• _DIRECTION_: Copy the records from the first line through the line containing "column 72, row 256", substituting "shaded vegetation" for "sunlit vegetation" and leaving everything else unchanged.

(A block of data)

*****

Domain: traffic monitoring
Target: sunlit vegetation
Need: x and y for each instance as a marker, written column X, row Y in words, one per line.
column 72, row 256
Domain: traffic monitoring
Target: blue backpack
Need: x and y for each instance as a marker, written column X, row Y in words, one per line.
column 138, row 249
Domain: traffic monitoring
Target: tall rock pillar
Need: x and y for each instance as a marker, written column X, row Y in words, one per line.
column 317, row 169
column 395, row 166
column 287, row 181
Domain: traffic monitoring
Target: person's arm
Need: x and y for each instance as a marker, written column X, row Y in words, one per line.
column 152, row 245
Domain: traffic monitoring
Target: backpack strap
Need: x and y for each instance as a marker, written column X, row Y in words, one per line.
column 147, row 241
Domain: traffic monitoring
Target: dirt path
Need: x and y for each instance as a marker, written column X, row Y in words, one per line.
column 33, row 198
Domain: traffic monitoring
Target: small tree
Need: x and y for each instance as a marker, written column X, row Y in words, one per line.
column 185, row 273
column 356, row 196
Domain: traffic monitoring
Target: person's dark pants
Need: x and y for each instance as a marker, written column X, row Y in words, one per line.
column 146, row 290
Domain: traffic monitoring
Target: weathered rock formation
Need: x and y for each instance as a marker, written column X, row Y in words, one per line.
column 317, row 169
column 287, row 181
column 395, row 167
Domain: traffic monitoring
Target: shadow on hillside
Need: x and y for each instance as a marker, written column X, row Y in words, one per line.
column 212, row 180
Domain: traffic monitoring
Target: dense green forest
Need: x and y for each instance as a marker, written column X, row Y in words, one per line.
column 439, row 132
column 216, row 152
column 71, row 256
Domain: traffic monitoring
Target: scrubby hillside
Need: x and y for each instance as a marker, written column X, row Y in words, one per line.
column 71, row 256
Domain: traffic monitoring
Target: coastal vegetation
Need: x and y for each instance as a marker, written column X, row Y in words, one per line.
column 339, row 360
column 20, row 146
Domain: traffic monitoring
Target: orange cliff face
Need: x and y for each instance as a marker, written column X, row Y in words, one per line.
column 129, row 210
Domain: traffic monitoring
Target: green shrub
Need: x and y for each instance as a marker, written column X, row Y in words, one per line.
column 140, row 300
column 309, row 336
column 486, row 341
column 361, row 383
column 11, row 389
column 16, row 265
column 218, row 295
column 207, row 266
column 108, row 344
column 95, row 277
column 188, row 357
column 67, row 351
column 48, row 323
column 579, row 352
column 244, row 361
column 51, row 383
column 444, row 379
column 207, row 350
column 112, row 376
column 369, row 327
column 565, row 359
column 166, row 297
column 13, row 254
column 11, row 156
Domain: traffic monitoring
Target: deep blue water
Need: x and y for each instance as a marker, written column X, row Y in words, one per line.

*****

• _THE OUTPUT_:
Domain: traffic monitoring
Target: shaded vegetation
Need: x and y for each instance as a marker, written column X, row Y in words, one per line.
column 72, row 256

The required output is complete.